## Goal of the exercise
Your answer must be an exact copy of the lines from the one holding "Where can the blue" through the last line of the entries below, with nothing added.

[Data section Boundary: Start]

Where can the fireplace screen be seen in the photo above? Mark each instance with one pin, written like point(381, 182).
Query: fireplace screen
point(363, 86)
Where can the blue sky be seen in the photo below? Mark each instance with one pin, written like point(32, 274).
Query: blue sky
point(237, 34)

[Data section Boundary: End]

## Written response
Where can the blue sky be seen in the photo below? Mark each instance with one pin, written like point(32, 274).
Query: blue sky
point(237, 34)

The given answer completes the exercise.